(Named-object pointing records)
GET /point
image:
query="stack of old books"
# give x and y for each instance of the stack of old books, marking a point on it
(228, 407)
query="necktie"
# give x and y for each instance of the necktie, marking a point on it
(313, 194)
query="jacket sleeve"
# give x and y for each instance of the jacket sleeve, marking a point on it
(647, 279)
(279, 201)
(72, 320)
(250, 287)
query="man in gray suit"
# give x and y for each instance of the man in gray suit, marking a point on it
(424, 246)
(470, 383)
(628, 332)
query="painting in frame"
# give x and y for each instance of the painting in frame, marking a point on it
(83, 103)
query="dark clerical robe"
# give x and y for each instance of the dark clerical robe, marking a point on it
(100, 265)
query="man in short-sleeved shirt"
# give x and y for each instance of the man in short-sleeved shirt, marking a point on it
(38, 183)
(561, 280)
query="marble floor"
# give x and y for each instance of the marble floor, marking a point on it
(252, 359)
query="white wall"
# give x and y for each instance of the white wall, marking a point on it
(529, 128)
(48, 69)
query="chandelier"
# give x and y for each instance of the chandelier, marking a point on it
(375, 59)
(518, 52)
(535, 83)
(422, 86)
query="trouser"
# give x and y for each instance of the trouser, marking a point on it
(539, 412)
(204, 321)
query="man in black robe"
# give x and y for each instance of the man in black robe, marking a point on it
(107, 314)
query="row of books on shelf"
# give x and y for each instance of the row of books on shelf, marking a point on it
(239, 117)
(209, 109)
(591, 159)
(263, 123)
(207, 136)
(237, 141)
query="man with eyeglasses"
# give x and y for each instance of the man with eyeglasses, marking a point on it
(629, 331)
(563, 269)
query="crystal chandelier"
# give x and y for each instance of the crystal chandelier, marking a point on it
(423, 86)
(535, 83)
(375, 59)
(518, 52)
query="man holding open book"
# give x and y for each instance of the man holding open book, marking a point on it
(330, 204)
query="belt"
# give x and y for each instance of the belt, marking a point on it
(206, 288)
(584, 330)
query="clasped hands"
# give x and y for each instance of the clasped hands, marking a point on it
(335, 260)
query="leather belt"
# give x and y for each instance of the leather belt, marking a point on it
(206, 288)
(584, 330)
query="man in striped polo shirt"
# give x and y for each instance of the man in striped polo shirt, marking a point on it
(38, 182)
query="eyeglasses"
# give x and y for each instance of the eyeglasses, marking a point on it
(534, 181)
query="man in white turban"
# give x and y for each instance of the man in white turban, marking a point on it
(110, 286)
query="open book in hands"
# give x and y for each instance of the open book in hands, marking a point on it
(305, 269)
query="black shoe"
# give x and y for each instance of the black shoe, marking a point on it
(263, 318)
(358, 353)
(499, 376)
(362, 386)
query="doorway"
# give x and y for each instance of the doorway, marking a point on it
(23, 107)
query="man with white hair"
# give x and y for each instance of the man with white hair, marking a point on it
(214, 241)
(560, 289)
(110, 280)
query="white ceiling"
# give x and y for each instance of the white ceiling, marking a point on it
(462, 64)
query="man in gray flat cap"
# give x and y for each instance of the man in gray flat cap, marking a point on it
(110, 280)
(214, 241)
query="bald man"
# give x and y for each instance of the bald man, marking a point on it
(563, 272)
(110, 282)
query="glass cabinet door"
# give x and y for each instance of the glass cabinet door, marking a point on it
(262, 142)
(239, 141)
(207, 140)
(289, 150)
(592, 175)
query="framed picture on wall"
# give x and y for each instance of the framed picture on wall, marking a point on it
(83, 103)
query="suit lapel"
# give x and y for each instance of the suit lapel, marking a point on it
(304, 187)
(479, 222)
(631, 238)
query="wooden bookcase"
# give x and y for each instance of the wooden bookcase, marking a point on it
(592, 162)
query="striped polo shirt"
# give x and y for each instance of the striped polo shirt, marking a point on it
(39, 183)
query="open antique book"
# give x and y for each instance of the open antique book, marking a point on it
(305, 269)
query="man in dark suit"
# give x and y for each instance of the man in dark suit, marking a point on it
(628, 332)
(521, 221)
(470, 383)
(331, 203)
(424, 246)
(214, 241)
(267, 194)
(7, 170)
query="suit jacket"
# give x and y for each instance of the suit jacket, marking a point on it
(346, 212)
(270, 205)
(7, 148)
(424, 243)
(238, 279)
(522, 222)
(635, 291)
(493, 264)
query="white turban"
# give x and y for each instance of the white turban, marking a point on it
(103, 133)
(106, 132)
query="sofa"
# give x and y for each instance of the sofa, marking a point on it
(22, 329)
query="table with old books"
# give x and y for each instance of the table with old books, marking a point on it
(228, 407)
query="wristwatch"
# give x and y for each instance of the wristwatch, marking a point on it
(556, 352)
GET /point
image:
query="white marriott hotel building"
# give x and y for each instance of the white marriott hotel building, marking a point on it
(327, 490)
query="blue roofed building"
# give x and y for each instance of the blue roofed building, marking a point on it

WHAT TO WORK ON:
Take the material above and return all of it exactly.

PROBLEM SOLUTION:
GET /point
image:
query="stack of old books"
# give x and y for each instance of the stack of old books, marking a point on it
(228, 407)
query="necktie"
# give x and y for each instance of the necktie, marking a point on it
(313, 194)
query="jacket sleeve"
# give x and y for each instance of the jacket sleeve, marking a point on it
(647, 279)
(279, 201)
(72, 320)
(250, 287)
query="man in gray suit"
# give x and y for each instance of the man in gray suit, marking a point on it
(424, 246)
(470, 383)
(628, 332)
query="painting in frame"
# give x and y for each instance of the painting in frame, marking a point on it
(83, 103)
query="dark clerical robe"
# give x and y for each instance of the dark clerical robe, marking a point on it
(100, 265)
query="man in short-sleeved shirt"
# give x and y for each instance of the man in short-sleeved shirt, marking a point on it
(38, 183)
(561, 280)
query="marble floor"
# give x and y for each instance of the marble floor, marking a point on it
(252, 359)
query="white wall"
# give x and y for each instance of the white wall, marking a point on it
(529, 128)
(48, 69)
query="chandelier"
# give x and y for each instance of the chandelier, marking a point on it
(375, 59)
(518, 52)
(535, 83)
(422, 86)
query="trouser"
# give x and y for each instance of the trouser, marking a point on it
(539, 412)
(204, 321)
query="man in black robe"
# give x and y for each instance of the man in black robe, marking a point on it
(107, 314)
query="row of books on shelf"
# give x and y for each instance of the row of books on shelf, marking a point on it
(239, 117)
(209, 109)
(591, 159)
(263, 123)
(207, 136)
(237, 141)
query="man with eyeglasses"
# give x and y for each instance of the man with eyeglasses, marking a point on it
(629, 331)
(563, 269)
query="crystal chandelier"
# give x and y for each instance of the crystal chandelier, marking a point on it
(423, 86)
(535, 83)
(375, 59)
(518, 52)
query="man holding open book"
# give x and y for each instance of the man holding open book, marking a point on it
(330, 204)
query="belt"
# give x and y for each instance of the belt, marking a point on it
(206, 288)
(584, 330)
query="clasped hands"
# give x and y for each instance of the clasped hands, marking a point on it
(335, 260)
query="leather belt"
# give x and y for each instance of the leather belt, marking a point on it
(206, 288)
(584, 330)
query="man in striped polo shirt"
# give x and y for each instance of the man in striped polo shirt, marking a point on it
(38, 182)
query="eyeglasses"
# give x and y for each instance of the eyeglasses, marking a point on it
(534, 181)
query="man in white turban"
# give x and y for each instance of the man in white turban, marking a point on it
(110, 286)
query="open book in hands"
# give x and y for each instance of the open book in hands, marking a point on it
(305, 269)
query="black shoe"
# give x and y for each instance of the black shoe, marking a point on it
(263, 318)
(358, 353)
(499, 376)
(362, 386)
query="doorway"
# give x and y for each instance of the doorway, marking a point on it
(23, 107)
query="man with white hair"
# give x and y for each instance of the man with white hair, marking a point on it
(214, 241)
(560, 289)
(110, 280)
query="white ceiling"
# give x and y for each instance of the white ceiling, marking a point on it
(462, 64)
query="man in gray flat cap"
# give x and y for each instance of the man in gray flat cap, marking a point on it
(110, 280)
(214, 241)
query="bald man"
# give x and y for each instance of the bald man, marking a point on it
(563, 272)
(110, 282)
query="glass cabinet door"
# give x and y for each instance of the glass cabinet door, marking a point on it
(262, 142)
(239, 141)
(207, 140)
(289, 150)
(592, 175)
query="framed picture on wall"
# give x and y for each instance of the framed picture on wall, marking a point on it
(83, 103)
query="suit lapel"
# give x and y for each instance of the suit lapel, marking a point on it
(304, 187)
(479, 222)
(631, 238)
query="wooden bookcase"
# give x and y for each instance of the wooden bookcase, marking a point on it
(592, 162)
query="striped polo shirt"
# give x and y for each instance of the striped polo shirt, marking a point on it
(39, 183)
query="open antique book"
# give x and y for each instance of the open antique book, marking a point on it
(305, 269)
query="man in dark suit"
# give x and y for each instance of the man in dark suit, marking a point on it
(628, 332)
(521, 221)
(470, 383)
(331, 203)
(424, 246)
(214, 241)
(267, 194)
(7, 170)
query="suit jacket"
# give x and y for each instance of the suit jacket, marking a point on it
(346, 212)
(270, 205)
(7, 148)
(424, 243)
(238, 279)
(522, 222)
(635, 291)
(493, 264)
query="white turban"
# give x and y for each instance of the white turban, marking a point on it
(103, 133)
(106, 132)
query="sofa"
# give x and y for each instance of the sofa, marking a point on it
(22, 329)
query="table with old books"
# give x and y for each instance of the table with old books, marking a point on it
(228, 407)
query="wristwatch"
# give x and y for each instance of the wristwatch, marking a point on it
(556, 352)
GET /point
image:
query="white marriott hotel building"
# give x and y for each instance of the white marriott hotel building, marking a point on it
(327, 490)
query="blue roofed building"
# give x and y for each instance of the blue roofed building, marking a point on it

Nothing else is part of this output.